Prompt
Look through the records below for lines containing the string "laid", and report how many there are, nothing else.

(Extracted records)
-- Opening Marker --
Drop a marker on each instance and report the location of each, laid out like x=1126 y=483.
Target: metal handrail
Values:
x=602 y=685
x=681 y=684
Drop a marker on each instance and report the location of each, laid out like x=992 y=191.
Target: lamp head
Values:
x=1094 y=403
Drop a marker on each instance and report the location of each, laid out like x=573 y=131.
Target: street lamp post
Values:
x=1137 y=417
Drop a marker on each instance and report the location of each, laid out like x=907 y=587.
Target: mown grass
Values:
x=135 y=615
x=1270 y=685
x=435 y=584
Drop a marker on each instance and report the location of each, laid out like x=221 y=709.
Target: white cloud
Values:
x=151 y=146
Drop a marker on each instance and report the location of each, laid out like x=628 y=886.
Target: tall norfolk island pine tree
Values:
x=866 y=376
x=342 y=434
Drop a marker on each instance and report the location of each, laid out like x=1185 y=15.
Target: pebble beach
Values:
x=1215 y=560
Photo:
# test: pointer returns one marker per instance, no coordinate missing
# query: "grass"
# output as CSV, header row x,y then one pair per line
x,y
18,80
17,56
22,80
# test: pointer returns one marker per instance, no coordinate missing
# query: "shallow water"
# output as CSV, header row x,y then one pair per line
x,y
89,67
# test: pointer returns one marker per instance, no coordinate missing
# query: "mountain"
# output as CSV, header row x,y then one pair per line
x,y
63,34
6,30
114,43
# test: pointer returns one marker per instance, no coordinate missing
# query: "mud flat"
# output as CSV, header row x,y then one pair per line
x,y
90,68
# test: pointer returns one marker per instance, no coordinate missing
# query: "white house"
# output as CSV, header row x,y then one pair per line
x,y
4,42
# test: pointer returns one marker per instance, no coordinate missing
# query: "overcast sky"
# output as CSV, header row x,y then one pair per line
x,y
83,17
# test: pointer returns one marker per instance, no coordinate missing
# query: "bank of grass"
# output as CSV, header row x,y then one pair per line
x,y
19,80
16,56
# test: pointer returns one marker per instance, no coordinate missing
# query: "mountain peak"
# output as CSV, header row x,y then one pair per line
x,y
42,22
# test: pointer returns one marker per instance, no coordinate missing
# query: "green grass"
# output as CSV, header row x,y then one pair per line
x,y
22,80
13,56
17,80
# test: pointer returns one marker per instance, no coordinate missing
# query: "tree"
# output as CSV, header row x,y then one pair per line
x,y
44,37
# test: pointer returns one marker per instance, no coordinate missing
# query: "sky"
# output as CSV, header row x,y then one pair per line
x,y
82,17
-- Closing Marker --
Answer box
7